(Records from a data source)
━━━━━━━━━━━━━━━━━━━━━━━━━━━━━━

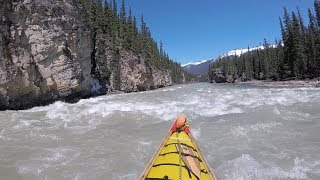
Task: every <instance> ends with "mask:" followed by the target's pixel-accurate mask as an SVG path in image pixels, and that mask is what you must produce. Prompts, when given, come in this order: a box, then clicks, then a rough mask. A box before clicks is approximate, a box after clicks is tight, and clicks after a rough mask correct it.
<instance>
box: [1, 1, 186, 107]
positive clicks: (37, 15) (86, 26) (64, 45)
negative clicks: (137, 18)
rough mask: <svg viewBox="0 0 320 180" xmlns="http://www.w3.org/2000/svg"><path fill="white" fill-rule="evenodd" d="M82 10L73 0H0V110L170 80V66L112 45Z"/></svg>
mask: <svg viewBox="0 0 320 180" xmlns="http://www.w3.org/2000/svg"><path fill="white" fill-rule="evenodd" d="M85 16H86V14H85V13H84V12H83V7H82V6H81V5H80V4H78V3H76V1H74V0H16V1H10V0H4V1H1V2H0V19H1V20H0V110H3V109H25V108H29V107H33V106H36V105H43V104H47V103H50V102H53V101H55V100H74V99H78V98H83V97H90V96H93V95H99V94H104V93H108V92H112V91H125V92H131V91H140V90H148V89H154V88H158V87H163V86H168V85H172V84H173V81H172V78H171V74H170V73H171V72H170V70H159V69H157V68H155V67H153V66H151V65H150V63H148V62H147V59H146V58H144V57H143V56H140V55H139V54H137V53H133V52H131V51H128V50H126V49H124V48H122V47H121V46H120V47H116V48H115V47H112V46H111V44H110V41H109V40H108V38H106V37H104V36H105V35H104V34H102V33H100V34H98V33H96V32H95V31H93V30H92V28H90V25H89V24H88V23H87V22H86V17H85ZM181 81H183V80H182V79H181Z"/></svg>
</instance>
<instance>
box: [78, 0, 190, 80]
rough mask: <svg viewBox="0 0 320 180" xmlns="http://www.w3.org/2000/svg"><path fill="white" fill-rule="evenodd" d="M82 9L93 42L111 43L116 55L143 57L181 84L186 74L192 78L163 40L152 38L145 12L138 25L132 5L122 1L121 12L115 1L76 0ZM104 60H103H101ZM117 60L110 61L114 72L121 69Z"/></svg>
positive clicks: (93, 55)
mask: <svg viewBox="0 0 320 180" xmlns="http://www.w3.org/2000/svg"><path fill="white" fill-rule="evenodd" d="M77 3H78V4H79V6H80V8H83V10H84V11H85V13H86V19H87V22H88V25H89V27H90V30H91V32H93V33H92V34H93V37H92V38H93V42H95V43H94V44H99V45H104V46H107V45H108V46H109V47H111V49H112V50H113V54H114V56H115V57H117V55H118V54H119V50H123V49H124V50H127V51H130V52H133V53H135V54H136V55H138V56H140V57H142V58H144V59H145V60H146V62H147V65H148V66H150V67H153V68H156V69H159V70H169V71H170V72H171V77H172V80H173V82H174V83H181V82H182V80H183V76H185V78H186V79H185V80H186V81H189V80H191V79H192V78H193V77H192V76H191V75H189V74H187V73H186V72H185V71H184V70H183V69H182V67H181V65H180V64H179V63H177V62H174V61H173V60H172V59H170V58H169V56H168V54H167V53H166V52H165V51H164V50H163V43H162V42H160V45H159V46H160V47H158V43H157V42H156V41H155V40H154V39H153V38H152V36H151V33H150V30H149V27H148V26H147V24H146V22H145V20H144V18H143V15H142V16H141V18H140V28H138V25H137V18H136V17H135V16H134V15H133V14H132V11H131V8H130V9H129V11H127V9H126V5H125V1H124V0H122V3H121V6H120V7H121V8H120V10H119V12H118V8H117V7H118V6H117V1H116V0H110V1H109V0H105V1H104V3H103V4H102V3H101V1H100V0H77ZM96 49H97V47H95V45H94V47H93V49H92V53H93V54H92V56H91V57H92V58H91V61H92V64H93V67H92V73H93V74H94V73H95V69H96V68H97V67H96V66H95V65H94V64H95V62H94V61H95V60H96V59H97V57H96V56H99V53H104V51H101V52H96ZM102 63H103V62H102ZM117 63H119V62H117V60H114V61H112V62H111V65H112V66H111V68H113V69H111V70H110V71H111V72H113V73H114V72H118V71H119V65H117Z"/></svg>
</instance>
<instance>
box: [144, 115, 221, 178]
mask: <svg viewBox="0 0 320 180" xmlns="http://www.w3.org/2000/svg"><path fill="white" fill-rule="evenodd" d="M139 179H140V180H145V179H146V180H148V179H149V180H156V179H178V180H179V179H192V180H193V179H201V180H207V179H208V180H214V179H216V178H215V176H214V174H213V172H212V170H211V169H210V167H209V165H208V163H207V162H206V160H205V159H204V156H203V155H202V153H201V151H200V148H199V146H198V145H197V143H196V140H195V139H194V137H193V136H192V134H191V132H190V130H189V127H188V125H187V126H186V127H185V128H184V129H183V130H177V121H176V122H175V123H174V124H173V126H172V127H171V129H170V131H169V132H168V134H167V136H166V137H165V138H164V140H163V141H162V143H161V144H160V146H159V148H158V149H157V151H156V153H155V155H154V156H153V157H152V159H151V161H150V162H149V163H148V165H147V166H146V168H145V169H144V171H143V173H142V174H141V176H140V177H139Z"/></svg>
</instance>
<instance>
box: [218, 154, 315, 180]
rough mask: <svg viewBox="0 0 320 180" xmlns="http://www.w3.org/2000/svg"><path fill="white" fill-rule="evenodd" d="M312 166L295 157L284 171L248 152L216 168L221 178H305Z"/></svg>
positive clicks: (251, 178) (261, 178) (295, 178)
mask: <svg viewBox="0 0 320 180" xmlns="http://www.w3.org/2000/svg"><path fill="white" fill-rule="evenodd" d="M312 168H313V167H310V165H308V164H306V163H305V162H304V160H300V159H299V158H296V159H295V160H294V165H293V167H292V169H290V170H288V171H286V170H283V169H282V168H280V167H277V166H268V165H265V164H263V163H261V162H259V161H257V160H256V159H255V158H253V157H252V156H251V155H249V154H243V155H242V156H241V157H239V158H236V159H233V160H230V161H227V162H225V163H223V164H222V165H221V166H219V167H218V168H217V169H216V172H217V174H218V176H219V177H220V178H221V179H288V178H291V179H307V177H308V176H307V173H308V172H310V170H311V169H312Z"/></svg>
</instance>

━━━━━━━━━━━━━━━━━━━━━━━━━━━━━━

**EXERCISE OBJECTIVE:** Each line of the data above must be repeated exactly, images excluded.

**EXPECTED OUTPUT:**
Task: every <instance> ends with "mask:" followed by the target's pixel-accurate mask as an SVG path in image pixels, and that mask is what you must produce. Prompts, when given, come in this order: a box, then clicks, then a rough mask. A box before clicks is approximate, a box after clicks is tight, and clicks after a rough mask correct it.
<instance>
box: [1, 1, 186, 107]
positive clicks: (37, 15) (86, 26) (64, 45)
negative clicks: (137, 18)
rough mask: <svg viewBox="0 0 320 180" xmlns="http://www.w3.org/2000/svg"><path fill="white" fill-rule="evenodd" d="M82 10L73 0H0V110L170 80V66L112 45Z"/></svg>
mask: <svg viewBox="0 0 320 180" xmlns="http://www.w3.org/2000/svg"><path fill="white" fill-rule="evenodd" d="M85 16H86V14H85V13H84V12H83V7H82V6H81V5H80V4H78V3H76V1H74V0H16V1H10V0H4V1H1V2H0V19H1V20H0V110H3V109H25V108H29V107H33V106H36V105H43V104H47V103H50V102H53V101H55V100H74V99H78V98H83V97H90V96H93V95H99V94H104V93H108V92H112V91H125V92H131V91H140V90H148V89H154V88H158V87H163V86H168V85H172V84H173V81H172V78H171V74H170V73H171V72H170V70H159V69H157V68H155V67H153V66H151V65H150V63H148V62H147V59H146V58H144V57H143V56H140V55H139V54H137V53H133V52H131V51H128V50H126V49H124V48H122V47H121V46H120V47H116V48H115V47H112V46H111V44H110V41H109V40H108V38H106V37H104V36H105V35H104V34H102V33H100V34H98V33H96V32H95V31H93V30H92V28H90V25H89V24H88V23H87V22H86V17H85ZM181 81H183V80H182V79H181Z"/></svg>
</instance>
<instance>
box: [78, 0, 190, 80]
rough mask: <svg viewBox="0 0 320 180" xmlns="http://www.w3.org/2000/svg"><path fill="white" fill-rule="evenodd" d="M82 9L93 42L111 43L116 55L143 57L181 84L186 74L192 78L163 40L152 38L145 12L138 25L132 5L122 1L121 12L115 1L76 0ZM104 60H103H101ZM117 60L110 61L114 72L121 69Z"/></svg>
positive clicks: (93, 55)
mask: <svg viewBox="0 0 320 180" xmlns="http://www.w3.org/2000/svg"><path fill="white" fill-rule="evenodd" d="M77 3H78V4H79V6H80V8H83V10H84V11H85V13H86V19H87V22H88V25H89V27H90V30H91V32H93V33H92V34H93V37H92V38H93V42H95V43H94V44H99V45H104V46H107V45H108V46H109V47H111V49H112V50H113V54H114V56H115V57H117V55H118V54H119V50H123V49H124V50H127V51H130V52H133V53H135V54H136V55H138V56H140V57H142V58H144V59H145V60H146V62H147V65H148V66H150V67H153V68H156V69H159V70H169V71H170V72H171V77H172V80H173V82H174V83H181V82H182V80H183V76H185V78H186V79H185V80H186V81H189V80H191V79H192V78H193V77H192V76H191V75H189V74H187V73H186V72H185V71H184V70H183V69H182V67H181V65H180V64H179V63H177V62H174V61H173V60H172V59H170V58H169V56H168V54H167V53H166V52H165V51H164V50H163V43H162V42H160V45H159V46H160V47H158V43H157V42H156V41H155V40H154V39H153V38H152V36H151V33H150V30H149V27H148V26H147V24H146V22H145V20H144V18H143V15H142V16H141V18H140V28H138V25H137V18H136V17H135V16H134V15H133V14H132V11H131V8H130V9H129V11H127V9H126V5H125V1H124V0H122V3H121V6H120V7H121V8H120V10H119V12H118V8H117V7H118V6H117V1H116V0H110V1H109V0H105V1H104V3H103V4H102V3H101V1H100V0H77ZM96 49H97V47H95V45H94V47H93V49H92V53H93V54H92V56H91V57H92V58H91V61H92V64H93V67H92V73H93V74H94V73H95V69H96V68H97V67H96V66H95V65H94V64H95V62H94V61H95V60H96V59H97V57H96V56H99V53H104V51H101V52H96ZM102 63H103V62H102ZM117 63H119V62H117V60H114V61H112V62H111V65H112V66H111V68H113V69H111V70H110V71H111V72H113V73H114V72H118V71H119V65H117Z"/></svg>
</instance>
<instance>
box: [144, 115, 221, 178]
mask: <svg viewBox="0 0 320 180" xmlns="http://www.w3.org/2000/svg"><path fill="white" fill-rule="evenodd" d="M139 179H140V180H145V179H146V180H148V179H149V180H156V179H178V180H179V179H192V180H193V179H201V180H207V179H208V180H214V179H216V178H215V176H214V174H213V172H212V170H211V169H210V167H209V165H208V163H207V162H206V160H205V159H204V156H203V155H202V153H201V151H200V148H199V146H198V145H197V143H196V140H195V139H194V137H193V136H192V134H191V132H190V130H189V127H188V125H187V126H186V127H185V128H184V129H183V130H177V121H176V122H175V123H174V124H173V126H172V127H171V129H170V131H169V132H168V134H167V136H166V137H165V138H164V140H163V141H162V143H161V144H160V146H159V148H158V149H157V151H156V153H155V155H154V156H153V157H152V159H151V161H150V162H149V163H148V165H147V166H146V168H145V169H144V171H143V173H142V174H141V176H140V177H139Z"/></svg>
</instance>
<instance>
box: [218, 154, 315, 180]
rough mask: <svg viewBox="0 0 320 180" xmlns="http://www.w3.org/2000/svg"><path fill="white" fill-rule="evenodd" d="M312 166L295 157L284 171L248 152L216 168L221 178H305Z"/></svg>
positive clicks: (251, 178) (261, 178) (295, 178)
mask: <svg viewBox="0 0 320 180" xmlns="http://www.w3.org/2000/svg"><path fill="white" fill-rule="evenodd" d="M312 168H313V167H310V165H308V164H306V163H305V162H304V160H300V159H299V158H296V159H295V160H294V165H293V167H292V169H290V170H288V171H286V170H283V169H282V168H280V167H277V166H268V165H265V164H263V163H261V162H259V161H257V160H256V159H255V158H253V157H252V156H251V155H249V154H243V155H242V156H241V157H239V158H236V159H233V160H230V161H227V162H225V163H223V164H222V165H221V166H219V167H218V168H217V169H216V172H217V174H218V176H219V177H220V178H221V179H288V178H291V179H307V177H308V176H307V173H308V172H310V170H311V169H312Z"/></svg>
</instance>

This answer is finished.